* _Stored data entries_

****************************************

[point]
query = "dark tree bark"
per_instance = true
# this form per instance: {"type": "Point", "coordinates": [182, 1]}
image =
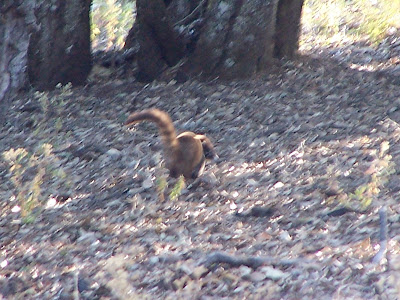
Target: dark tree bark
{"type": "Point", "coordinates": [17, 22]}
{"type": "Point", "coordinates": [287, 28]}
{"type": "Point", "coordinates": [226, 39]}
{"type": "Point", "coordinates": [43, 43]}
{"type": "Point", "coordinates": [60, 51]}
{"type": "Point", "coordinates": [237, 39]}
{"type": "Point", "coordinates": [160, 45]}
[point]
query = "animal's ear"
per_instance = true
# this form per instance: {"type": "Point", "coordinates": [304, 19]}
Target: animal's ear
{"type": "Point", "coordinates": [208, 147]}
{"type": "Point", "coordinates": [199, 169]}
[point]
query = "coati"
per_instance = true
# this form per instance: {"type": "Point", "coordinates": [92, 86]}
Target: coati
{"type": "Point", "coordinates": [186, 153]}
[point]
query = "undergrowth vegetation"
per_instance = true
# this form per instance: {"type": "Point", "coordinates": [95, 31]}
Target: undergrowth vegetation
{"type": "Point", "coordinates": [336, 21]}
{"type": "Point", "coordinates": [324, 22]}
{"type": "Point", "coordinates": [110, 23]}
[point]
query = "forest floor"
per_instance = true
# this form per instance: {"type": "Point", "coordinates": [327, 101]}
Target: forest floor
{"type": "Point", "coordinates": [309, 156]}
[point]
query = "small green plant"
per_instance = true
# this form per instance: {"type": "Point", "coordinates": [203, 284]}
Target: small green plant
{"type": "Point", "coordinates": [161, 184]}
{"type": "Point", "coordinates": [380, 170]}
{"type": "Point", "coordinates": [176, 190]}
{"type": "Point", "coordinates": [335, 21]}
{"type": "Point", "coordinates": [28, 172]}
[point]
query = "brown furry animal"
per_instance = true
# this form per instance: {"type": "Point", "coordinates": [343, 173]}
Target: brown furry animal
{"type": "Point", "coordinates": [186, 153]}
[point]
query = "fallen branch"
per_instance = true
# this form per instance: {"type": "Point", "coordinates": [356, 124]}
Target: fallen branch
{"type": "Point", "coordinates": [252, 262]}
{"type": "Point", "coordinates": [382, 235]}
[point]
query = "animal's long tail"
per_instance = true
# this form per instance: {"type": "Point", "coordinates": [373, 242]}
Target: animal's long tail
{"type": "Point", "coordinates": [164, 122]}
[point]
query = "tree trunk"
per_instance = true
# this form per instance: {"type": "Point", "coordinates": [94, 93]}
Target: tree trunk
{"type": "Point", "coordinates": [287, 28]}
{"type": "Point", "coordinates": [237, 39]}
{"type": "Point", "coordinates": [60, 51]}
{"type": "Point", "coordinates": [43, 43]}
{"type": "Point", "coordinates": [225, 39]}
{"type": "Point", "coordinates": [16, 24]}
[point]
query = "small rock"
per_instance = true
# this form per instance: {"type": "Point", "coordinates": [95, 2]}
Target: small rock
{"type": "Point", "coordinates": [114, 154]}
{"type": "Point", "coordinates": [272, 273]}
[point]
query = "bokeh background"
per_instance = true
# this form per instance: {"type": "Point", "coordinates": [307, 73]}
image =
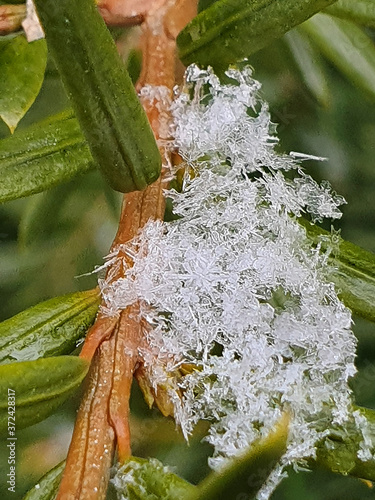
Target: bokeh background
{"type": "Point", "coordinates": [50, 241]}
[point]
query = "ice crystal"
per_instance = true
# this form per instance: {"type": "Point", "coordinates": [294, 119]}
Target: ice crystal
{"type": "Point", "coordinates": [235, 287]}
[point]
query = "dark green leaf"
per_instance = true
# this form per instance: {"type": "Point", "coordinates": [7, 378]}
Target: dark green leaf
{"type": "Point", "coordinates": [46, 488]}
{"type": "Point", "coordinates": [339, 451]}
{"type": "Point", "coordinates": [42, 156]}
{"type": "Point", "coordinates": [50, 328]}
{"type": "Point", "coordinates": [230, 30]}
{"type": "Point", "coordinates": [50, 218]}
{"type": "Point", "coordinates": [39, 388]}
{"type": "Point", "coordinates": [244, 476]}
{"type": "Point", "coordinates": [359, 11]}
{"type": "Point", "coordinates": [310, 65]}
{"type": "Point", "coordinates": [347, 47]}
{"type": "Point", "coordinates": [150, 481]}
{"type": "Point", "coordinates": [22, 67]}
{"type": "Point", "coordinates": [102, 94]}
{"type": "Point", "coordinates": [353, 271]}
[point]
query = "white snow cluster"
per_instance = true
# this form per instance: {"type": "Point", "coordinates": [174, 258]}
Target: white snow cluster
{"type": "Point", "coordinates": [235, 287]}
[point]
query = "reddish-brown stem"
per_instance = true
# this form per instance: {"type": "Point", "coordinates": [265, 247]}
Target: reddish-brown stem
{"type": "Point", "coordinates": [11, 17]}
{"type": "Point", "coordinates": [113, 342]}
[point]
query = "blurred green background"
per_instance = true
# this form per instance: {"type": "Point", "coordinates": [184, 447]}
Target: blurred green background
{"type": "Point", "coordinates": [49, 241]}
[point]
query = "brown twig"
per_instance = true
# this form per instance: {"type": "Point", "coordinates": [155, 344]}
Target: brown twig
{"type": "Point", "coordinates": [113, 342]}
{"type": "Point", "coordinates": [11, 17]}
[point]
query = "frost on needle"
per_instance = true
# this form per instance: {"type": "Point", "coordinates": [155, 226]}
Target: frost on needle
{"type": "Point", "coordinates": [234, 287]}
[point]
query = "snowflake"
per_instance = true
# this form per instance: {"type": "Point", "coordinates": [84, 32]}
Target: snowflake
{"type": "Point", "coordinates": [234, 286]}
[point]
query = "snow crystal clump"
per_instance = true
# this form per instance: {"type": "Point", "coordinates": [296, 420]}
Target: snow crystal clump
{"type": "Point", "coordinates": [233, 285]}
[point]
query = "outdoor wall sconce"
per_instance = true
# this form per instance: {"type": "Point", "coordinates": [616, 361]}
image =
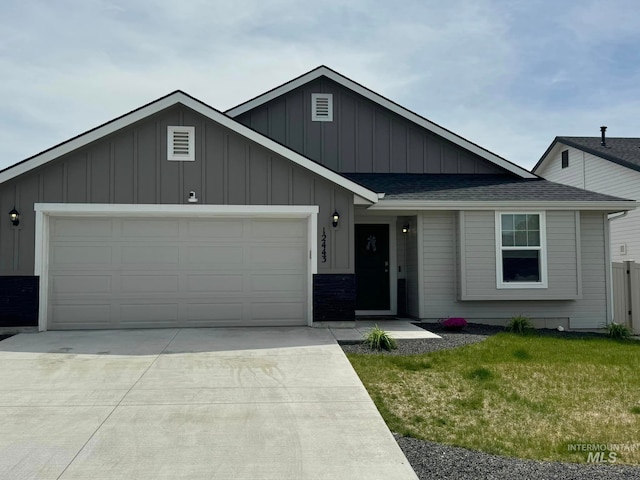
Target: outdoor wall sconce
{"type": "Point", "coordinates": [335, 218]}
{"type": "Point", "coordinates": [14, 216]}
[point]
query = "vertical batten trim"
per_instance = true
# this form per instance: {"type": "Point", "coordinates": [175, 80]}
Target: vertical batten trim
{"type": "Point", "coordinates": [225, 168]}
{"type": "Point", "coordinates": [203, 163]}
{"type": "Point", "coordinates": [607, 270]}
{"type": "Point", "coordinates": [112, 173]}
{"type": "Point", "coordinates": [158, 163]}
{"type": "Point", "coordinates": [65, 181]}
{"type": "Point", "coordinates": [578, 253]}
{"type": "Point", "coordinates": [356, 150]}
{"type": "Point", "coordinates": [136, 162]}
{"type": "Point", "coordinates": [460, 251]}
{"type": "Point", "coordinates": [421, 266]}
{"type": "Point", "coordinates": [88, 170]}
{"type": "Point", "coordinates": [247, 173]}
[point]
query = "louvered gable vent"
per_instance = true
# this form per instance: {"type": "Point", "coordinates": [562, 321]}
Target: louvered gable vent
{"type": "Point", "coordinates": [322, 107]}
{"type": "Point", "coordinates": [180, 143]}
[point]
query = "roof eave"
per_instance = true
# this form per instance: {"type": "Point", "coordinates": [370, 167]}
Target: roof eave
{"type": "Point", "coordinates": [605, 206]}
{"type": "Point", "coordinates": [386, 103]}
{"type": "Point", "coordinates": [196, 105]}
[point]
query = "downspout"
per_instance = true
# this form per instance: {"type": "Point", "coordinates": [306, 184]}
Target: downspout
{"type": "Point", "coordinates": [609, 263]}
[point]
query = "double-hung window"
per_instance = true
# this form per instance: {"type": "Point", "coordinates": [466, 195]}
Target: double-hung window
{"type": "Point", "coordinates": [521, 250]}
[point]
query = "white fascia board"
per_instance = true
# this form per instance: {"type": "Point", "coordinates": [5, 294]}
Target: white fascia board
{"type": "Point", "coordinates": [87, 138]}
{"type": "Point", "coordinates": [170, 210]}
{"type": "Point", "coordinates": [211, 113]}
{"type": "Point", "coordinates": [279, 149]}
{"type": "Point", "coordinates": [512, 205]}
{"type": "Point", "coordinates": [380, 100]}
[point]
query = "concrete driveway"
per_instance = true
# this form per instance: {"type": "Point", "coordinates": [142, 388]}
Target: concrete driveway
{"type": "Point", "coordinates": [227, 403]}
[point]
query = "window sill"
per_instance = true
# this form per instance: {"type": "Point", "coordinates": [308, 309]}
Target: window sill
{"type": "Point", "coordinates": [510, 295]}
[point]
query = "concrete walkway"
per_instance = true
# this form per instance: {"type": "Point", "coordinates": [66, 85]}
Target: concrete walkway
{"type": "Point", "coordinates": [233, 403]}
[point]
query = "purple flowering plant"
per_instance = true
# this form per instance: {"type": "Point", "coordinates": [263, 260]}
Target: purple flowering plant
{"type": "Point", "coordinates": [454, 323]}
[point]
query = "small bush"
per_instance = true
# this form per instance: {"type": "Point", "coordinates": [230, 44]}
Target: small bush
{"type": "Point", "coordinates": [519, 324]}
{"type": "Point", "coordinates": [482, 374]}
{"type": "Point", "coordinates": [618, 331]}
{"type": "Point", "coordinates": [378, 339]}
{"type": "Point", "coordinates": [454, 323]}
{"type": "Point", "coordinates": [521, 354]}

****************************************

* _Instructions to follow_
Identify every line in the items above that contains the string "gable", and copy each of those lines.

* _The response_
query = "louvered gable vent"
Target: louvered gable vent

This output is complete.